> _Task to carry out_
Copy out the data below, substituting "area" for every "region" and leaving everything else as it is.

(Data listing)

◇ ◇ ◇ ◇

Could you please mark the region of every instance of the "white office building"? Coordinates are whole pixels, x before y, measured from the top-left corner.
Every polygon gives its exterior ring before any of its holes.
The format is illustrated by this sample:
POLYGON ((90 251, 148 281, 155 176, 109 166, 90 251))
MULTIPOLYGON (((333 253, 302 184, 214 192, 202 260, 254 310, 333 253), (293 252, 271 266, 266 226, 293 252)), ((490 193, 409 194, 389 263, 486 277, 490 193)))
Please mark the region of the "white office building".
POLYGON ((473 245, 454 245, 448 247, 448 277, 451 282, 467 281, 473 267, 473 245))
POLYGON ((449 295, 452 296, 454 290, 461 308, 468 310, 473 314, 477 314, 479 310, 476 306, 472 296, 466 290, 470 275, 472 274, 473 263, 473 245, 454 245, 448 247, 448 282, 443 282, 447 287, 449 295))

◇ ◇ ◇ ◇

> _Solution_
Could you please mark the area of every instance of the "white office building"? Coordinates are whole pixels, x before y, measured from the top-left corner.
Every polygon gives its exterior ring before any of its holes.
The format is illustrated by this sample:
POLYGON ((90 251, 148 281, 155 176, 109 166, 90 251))
MULTIPOLYGON (((333 253, 302 184, 214 192, 202 260, 254 310, 333 253), (293 252, 271 266, 266 226, 293 252)), ((490 193, 409 194, 389 263, 486 277, 490 193)))
Please mark the area of the "white office building".
POLYGON ((473 245, 454 245, 448 247, 448 277, 451 282, 467 281, 473 267, 473 245))
POLYGON ((449 295, 452 296, 454 290, 461 308, 468 310, 473 314, 477 314, 479 310, 476 306, 472 296, 466 290, 470 275, 472 274, 473 263, 473 245, 454 245, 448 247, 448 282, 443 282, 447 287, 449 295))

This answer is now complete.